Task statement
Make an exact copy of all the entries shown below.

Data to use
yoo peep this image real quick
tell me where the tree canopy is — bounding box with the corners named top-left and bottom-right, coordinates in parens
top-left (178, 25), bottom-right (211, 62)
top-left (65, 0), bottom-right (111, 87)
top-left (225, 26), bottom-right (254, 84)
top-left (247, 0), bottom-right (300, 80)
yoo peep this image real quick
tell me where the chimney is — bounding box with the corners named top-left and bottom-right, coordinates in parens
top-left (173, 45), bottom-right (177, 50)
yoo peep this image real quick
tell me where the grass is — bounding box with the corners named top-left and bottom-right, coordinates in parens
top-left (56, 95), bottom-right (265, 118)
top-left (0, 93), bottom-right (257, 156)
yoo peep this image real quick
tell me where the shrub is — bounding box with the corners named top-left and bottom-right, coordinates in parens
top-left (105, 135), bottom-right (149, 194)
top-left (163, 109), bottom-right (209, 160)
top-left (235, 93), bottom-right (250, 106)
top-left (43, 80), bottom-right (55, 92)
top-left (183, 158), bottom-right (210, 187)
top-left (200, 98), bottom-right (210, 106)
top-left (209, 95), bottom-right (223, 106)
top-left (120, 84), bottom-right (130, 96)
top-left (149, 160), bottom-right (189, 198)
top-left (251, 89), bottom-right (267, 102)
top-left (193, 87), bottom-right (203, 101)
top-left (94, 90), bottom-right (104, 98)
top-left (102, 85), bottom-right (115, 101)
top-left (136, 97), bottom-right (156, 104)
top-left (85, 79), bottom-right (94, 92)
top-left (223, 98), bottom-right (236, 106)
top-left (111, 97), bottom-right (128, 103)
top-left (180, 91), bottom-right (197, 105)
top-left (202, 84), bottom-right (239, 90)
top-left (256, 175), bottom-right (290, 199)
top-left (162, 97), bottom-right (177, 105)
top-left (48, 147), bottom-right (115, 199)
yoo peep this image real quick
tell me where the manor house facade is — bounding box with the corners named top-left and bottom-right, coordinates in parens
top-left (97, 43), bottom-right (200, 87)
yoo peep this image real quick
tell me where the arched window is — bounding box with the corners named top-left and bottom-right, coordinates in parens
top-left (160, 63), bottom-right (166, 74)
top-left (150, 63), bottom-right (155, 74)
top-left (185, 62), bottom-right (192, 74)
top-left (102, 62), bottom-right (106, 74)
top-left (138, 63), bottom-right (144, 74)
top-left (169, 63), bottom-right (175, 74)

Written response
yoo peep this image real quick
tell me where the tree canopy is — bounding box with the corners named top-left and bottom-right, coordinates in parens
top-left (178, 25), bottom-right (211, 62)
top-left (65, 0), bottom-right (111, 87)
top-left (225, 26), bottom-right (254, 84)
top-left (247, 0), bottom-right (300, 80)
yoo peep this image real quick
tell me where the chimney is — bounding box with the corners named top-left and bottom-right, coordinates in parens
top-left (173, 45), bottom-right (177, 50)
yoo peep this image real quick
tell me where the grass is — bounding box with the corners named top-left and bottom-right, coordinates in parens
top-left (56, 95), bottom-right (265, 118)
top-left (0, 93), bottom-right (257, 156)
yoo peep this image real quick
tell me where the shrub is — bounding box with the corners named top-left and bottom-right, coordinates in parens
top-left (105, 135), bottom-right (149, 194)
top-left (163, 109), bottom-right (209, 160)
top-left (235, 93), bottom-right (250, 106)
top-left (43, 80), bottom-right (55, 92)
top-left (183, 158), bottom-right (210, 187)
top-left (200, 98), bottom-right (210, 106)
top-left (209, 95), bottom-right (223, 106)
top-left (120, 84), bottom-right (130, 96)
top-left (149, 160), bottom-right (189, 198)
top-left (251, 89), bottom-right (267, 102)
top-left (193, 87), bottom-right (203, 101)
top-left (94, 90), bottom-right (104, 98)
top-left (102, 85), bottom-right (115, 101)
top-left (136, 97), bottom-right (156, 104)
top-left (85, 79), bottom-right (94, 92)
top-left (223, 98), bottom-right (236, 106)
top-left (111, 97), bottom-right (128, 103)
top-left (180, 91), bottom-right (197, 105)
top-left (202, 84), bottom-right (239, 90)
top-left (256, 175), bottom-right (290, 199)
top-left (162, 97), bottom-right (177, 105)
top-left (48, 147), bottom-right (115, 199)
yoo peep this image real quick
tell me where the manor house facade is — bounding box with the corners named top-left and bottom-right, coordinates in parens
top-left (97, 43), bottom-right (200, 87)
yoo peep this image real quick
tell me where the arched window is — bounding box with the corners named top-left and bottom-right, coordinates in parens
top-left (160, 63), bottom-right (166, 74)
top-left (150, 63), bottom-right (155, 74)
top-left (185, 62), bottom-right (192, 74)
top-left (102, 62), bottom-right (106, 74)
top-left (138, 63), bottom-right (144, 74)
top-left (169, 63), bottom-right (175, 74)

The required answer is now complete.